■ TEXTO PARA LEITURA
━━━━━━━━━━━━━━━━

Note-se que a UNCITRAL - Model Law on International Commercial Arbitration - admite a utilização da cautelar prévia ao procedimento arbitral também, em seu art. 9.º, que assim dispõe: "Article 9. Arbitration agreement and interim measures by court. It is not incompatible with an arbitration agreement for a party to request, before or during arbitral proceedings, from a court an interim measure of protection and for a court to grant such measure".
Uma vez instituída a arbitragem, os autos serão remetidos aos árbitros, que inclusive poderão manter ou não a medida cautelar concedida. Nessa linha, CARLOS ALBERTO CARMONA assevera que “instituída a arbitragem, os autos do processo cautelar devem ser enviados ao árbitro (não haverá, obviamente, ação principal judicial, eis que a ação cautelar é antecedente em relação à demanda arbitral!), que poderá manter ou não a medida cautelar concedida, eis que é dele, árbitro, o juízo acerca da tutela cautelar”.[10] É do juízo arbitral a competência originária para conhecer da causa, inteiramente.

━━━━━━━━━━━━━━━━

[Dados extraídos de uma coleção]
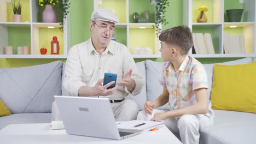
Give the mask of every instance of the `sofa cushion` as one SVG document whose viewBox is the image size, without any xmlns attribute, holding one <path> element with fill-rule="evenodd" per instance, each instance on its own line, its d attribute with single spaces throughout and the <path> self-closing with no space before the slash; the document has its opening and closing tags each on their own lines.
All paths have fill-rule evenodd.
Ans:
<svg viewBox="0 0 256 144">
<path fill-rule="evenodd" d="M 142 88 L 142 89 L 139 94 L 137 95 L 129 94 L 126 97 L 125 97 L 125 99 L 135 100 L 138 105 L 139 110 L 141 111 L 143 110 L 144 104 L 147 101 L 145 61 L 136 63 L 136 66 L 138 68 L 138 70 L 139 71 L 139 74 L 141 74 L 141 76 L 144 80 L 145 85 Z"/>
<path fill-rule="evenodd" d="M 161 75 L 164 63 L 151 60 L 146 61 L 147 76 L 147 100 L 153 101 L 162 93 L 163 87 L 158 80 Z M 168 104 L 158 107 L 158 109 L 168 109 Z"/>
<path fill-rule="evenodd" d="M 8 124 L 51 122 L 50 113 L 16 113 L 0 118 L 0 130 Z M 26 131 L 25 129 L 24 131 Z"/>
<path fill-rule="evenodd" d="M 216 64 L 213 71 L 212 109 L 256 113 L 256 62 Z"/>
<path fill-rule="evenodd" d="M 213 111 L 214 124 L 201 131 L 200 143 L 255 143 L 256 113 Z"/>
<path fill-rule="evenodd" d="M 0 99 L 0 117 L 8 116 L 11 114 L 7 106 L 4 105 Z"/>
<path fill-rule="evenodd" d="M 62 67 L 59 61 L 0 69 L 0 99 L 12 113 L 51 112 L 53 95 L 61 94 Z"/>
<path fill-rule="evenodd" d="M 223 65 L 235 65 L 235 64 L 242 64 L 249 63 L 252 62 L 252 58 L 249 57 L 242 58 L 238 60 L 229 61 L 224 63 L 213 63 L 213 64 L 203 64 L 203 67 L 205 67 L 205 70 L 206 71 L 206 74 L 207 75 L 207 80 L 208 80 L 208 95 L 211 97 L 211 93 L 212 91 L 212 77 L 213 74 L 213 65 L 216 64 L 223 64 Z"/>
</svg>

━━━━━━━━━━━━━━━━

■ PROBLEMA PROPOSTO 1
Indique se cada afirmação a seguir está de acordo com o texto sobre arbitragem e medidas cautelares, respondendo sim ou não e citando literalmente as palavras do texto que decidem: (a) A Lei Modelo da UNCITRAL admite a medida cautelar prévia ao procedimento arbitral. (b) Uma vez instituída a arbitragem, os autos do processo cautelar permanecem com o juiz estatal. (c) Os árbitros ficam obrigados a manter a medida cautelar já concedida.
■ PROBLEMA PROPOSTO 2
Reproduza literalmente o trecho do texto sobre arbitragem e medidas cautelares que começa em "Uma vez instituída" e segue até "da causa, inteiramente.".
Esses dados constituem material à parte, sem relação com o texto.

■ RESPOSTA 1
(a) Sim: "admite a utilização da cautelar prévia ao procedimento arbitral".
(b) Não: "os autos serão remetidos aos árbitros".
(c) Não: "que inclusive poderão manter ou não a medida cautelar concedida".

■ RESPOSTA 2
Uma vez instituída a arbitragem, os autos serão remetidos aos árbitros, que inclusive poderão manter ou não a medida cautelar concedida. Nessa linha, CARLOS ALBERTO CARMONA assevera que “instituída a arbitragem, os autos do processo cautelar devem ser enviados ao árbitro (não haverá, obviamente, ação principal judicial, eis que a ação cautelar é antecedente em relação à demanda arbitral!), que poderá manter ou não a medida cautelar concedida, eis que é dele, árbitro, o juízo acerca da tutela cautelar”.[10] É do juízo arbitral a competência originária para conhecer da causa, inteiramente.